Friday, August 8, 2025

The Democratic Delusion

By Noah Rothman

Thursday, August 07 2025

 

Say what you will about Texas’s attempt at reapportioning its congressional districts in the middle of the decade, but it seems to have had a profound psychological effect on Democratic partisans.

 

Sure, Texas’s move is muscular politics. One might even call it an expansion to the rules of political engagement, though the maneuver is hardly unprecedented. Indeed, mid-decade redistricting was said to have “saved the Democratic House majority” for the first half of Joe Biden’s term in office.

 

Beginning in 2016, “North Carolina, Florida, Virginia, and Pennsylvania discarded maps that were favorable to Republicans and replaced them with plans that were more generous to Democrats,” the Center for Politics analyst J. Miles Coleman observed in 2021. “If no maps changed throughout the decade, Republicans would likely now hold a narrow majority.”

 

Some of those GOP-favoring maps were the result of Republican overreach, and they were thrown out not by Democrats but the courts. Still, if the old maps had prevailed, there would have been no “American Rescue Plan,” no “Infrastructure Investment and Jobs Act,” no “Inflation Reduction Act,” and, probably, a lot less inflationary pressure to which all these big-spending bills contributed. History hinges on those maps.

 

It seems Democrats are incapable of acknowledging that their party, too, benefits from partisan redistricting. They certainly cannot confess that they and their allies designed those maps only to secure grubby political advantage. Thus, the mere threat that Texas plans to push redistricting forward — ostensibly to address the 2020 Census discrepancies that left a variety of red states, including the Lone Star State, underrepresented based on its population growth, but, really, to shore up the GOP’s House majority — has driven Democrats to articulate the cognitive dissonance they’re now experiencing.

 

Illinois Democratic Representative Mike Quigley insisted that failing to follow Texas’s lead with the explicit intention of drawing as many Republicans out of the state’s congressional delegation would amount to “unilateral disarmament.” Democrats “have to fight fire with fire.” Otherwise, he said, “Republicans will rig the election.” The representative must have momentarily forgotten his state is already so aggressively gerrymandered that there aren’t many options available to vengeful Democrats looking to take their frustrations out on the nearest Republican.

Provided records:

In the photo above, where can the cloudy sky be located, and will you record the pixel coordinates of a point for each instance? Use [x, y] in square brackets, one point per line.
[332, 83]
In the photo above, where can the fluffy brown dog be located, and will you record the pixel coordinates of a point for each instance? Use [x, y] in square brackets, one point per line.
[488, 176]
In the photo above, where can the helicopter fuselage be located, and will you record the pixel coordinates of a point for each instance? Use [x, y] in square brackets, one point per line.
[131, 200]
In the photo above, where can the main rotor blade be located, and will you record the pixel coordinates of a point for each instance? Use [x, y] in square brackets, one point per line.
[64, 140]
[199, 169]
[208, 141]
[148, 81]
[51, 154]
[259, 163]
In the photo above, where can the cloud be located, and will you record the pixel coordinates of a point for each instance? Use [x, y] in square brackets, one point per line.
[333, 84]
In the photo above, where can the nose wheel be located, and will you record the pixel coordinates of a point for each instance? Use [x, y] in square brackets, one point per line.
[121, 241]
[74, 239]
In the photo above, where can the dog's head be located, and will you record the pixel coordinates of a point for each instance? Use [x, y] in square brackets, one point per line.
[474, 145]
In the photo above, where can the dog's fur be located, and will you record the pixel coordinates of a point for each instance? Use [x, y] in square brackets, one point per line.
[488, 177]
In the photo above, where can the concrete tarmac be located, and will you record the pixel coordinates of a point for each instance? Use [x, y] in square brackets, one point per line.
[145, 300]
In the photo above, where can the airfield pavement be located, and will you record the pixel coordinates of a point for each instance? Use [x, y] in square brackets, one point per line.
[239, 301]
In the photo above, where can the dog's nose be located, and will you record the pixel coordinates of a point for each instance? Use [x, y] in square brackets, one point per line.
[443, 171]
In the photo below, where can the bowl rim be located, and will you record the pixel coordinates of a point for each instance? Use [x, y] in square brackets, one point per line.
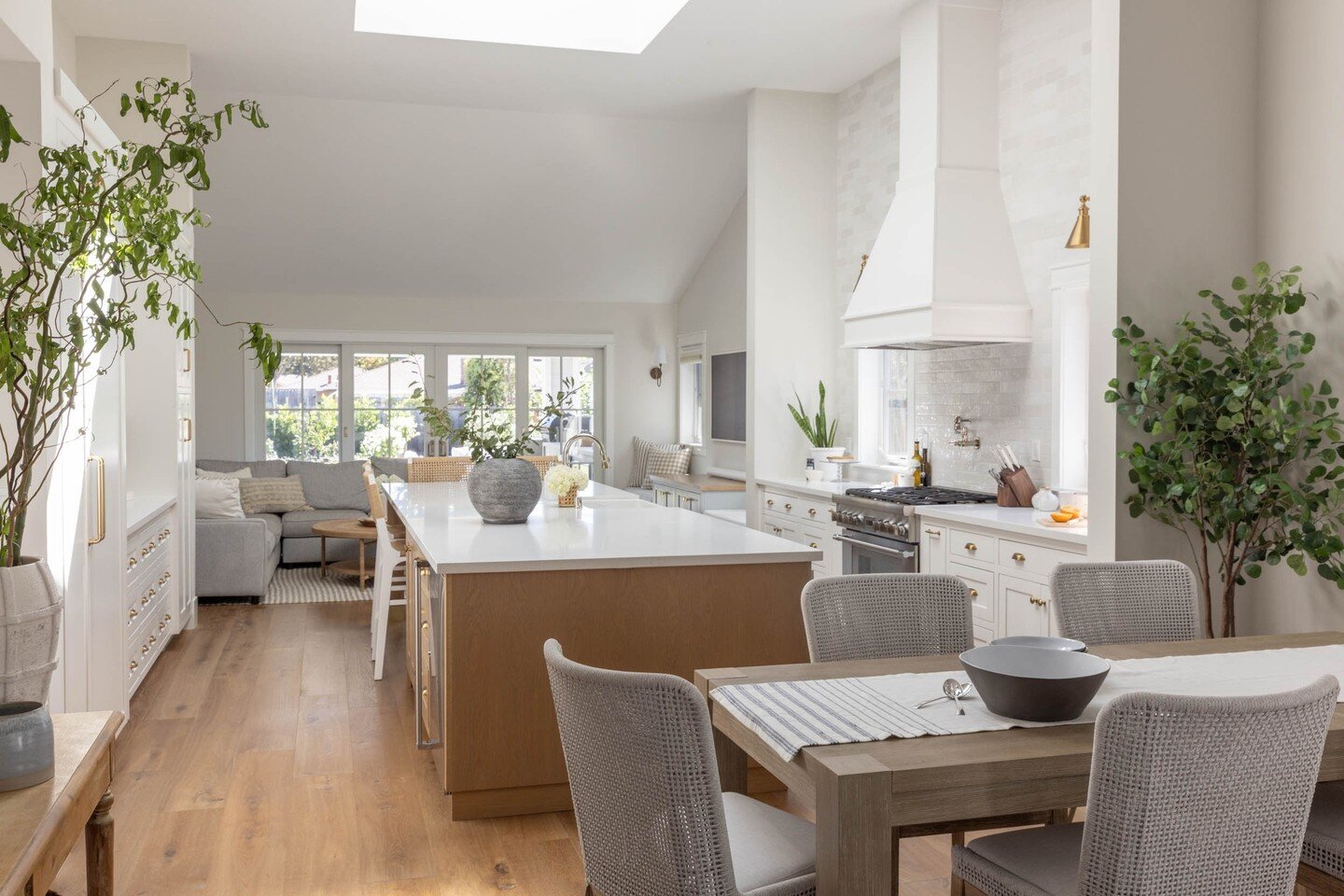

Request:
Do these statements agree with the piece on Texas redistricting? Answer yes or no for each, and quote the deciding words. (a) The piece presents mid-decade redistricting as something Texas is doing for the first time. (b) Some maps that favored Republicans were thrown out by the courts, not by Democrats. (c) Mike Quigley is a Democratic representative from Illinois.

Full answer:
(a) No: "the maneuver is hardly unprecedented."
(b) Yes: "they were thrown out not by Democrats but the courts."
(c) Yes: "Illinois Democratic Representative Mike Quigley."